## Source excerpt
"""

0

I have a corpus of list of strings:

corpus = ["Hello I am Sam", "This is a white desk","I ate cereals", ...]

I want to build a language model (preferably using nltk) on this corpus, to get the probability of a word in a sentence. So, my later usage will be to get

P("Sam"| "I am")

in this corpus. I couldn't find - what is the best way to do so? How to train an ngram model and later get such probabilities?

Thanks!

Cranjis
  • 1,590
  • 8
  • 31
  • 64

1 Answers1

0

I would recommend using Markov chains https://en.wikipedia.org/wiki/Markov_chain

Very trivial example for your reference.

Assume that you are going to analyse 1-grams.

Analyzed texts:

monkey eats banana

dog eats bone

unigrams: monkey, eats,banana, dog,bone, BEGIN,END.

Each sentence starts with beginning.

Two transitions are possible:

BEGIN->monkey

BEGIN->dog

This means that there is 50% chance that sentence will begin with monkey.

Now after monkey there is 100% chance of transition monkey->eats (because there was no other monkey->* transition in analysed texts.

Now after eats there is 50% chance of banana and 50% chance of bone.

So in general with this model we can generate following sentences:

monkey eats banana
monkey eats bone
dog eats bone
dog eats banana

each of those has 25% to be produced

Note that bone and banana always transists into END

With digrams you will just split it to monkey eats -> banana END

This is just simplified big picture, hope it helps

Edit

As for smoothing mentioned in comment, go with Laplace.

Assume that you did saw each word one more than we really did.

So for example now we will have:

eats bone (2)
eats banana (2)
eats chocolate (1)
eats dog (1)

Of course in this case we have very small dataset, but for bigger dataset you will get something like:

eats bone (104)
eats banana (1031)
eats chocolate (1)
eats dog (3)
...
dfens
  • 5,413
  • 4
  • 35
  • 50

"""

## Dataset rows
"""

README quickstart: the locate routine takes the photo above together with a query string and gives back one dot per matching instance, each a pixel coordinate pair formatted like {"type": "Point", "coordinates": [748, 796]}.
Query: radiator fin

"""
"""

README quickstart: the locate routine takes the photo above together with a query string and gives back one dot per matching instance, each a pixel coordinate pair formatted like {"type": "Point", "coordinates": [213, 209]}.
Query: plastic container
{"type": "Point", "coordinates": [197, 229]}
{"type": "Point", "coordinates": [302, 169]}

"""
"""

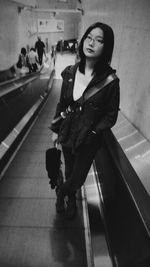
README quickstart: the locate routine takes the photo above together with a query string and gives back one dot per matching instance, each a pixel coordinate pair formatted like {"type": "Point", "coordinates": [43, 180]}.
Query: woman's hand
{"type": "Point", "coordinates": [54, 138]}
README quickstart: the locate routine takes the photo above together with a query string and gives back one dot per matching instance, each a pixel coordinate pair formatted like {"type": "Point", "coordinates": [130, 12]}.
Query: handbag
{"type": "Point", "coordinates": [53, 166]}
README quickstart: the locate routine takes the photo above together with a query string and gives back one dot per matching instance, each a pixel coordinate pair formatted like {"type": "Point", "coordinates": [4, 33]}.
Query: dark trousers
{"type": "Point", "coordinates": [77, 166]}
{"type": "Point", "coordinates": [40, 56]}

"""

## To be done
#1 Write out the stretch of the thread on n-gram language models above from "I want to build" through "get such probabilities?".
#2 Translate this sentence from the thread on n-gram language models into Spanish: "This means that there is 50% chance that sentence will begin with monkey."
#3 Using the thread on n-gram language models, decide whether each statement agrees with it. Answer yes or no, and quote the words that decide it.
(a) The answer recommends Markov chains.
(b) For smoothing, the answer recommends something other than Laplace.
(c) Each of the four sentences the example model can generate has a 25% chance of being produced.

## Results in order
#1
I want to build a language model (preferably using nltk) on this corpus, to get the probability of a word in a sentence. So, my later usage will be to get

P("Sam"| "I am")

in this corpus. I couldn't find - what is the best way to do so? How to train an ngram model and later get such probabilities?

#2 Esto significa que hay un 50 % de probabilidad de que la oración comience con monkey.

#3
(a) Yes: "I would recommend using Markov chains"
(b) No: "As for smoothing mentioned in comment, go with Laplace."
(c) Yes: "each of those has 25% to be produced"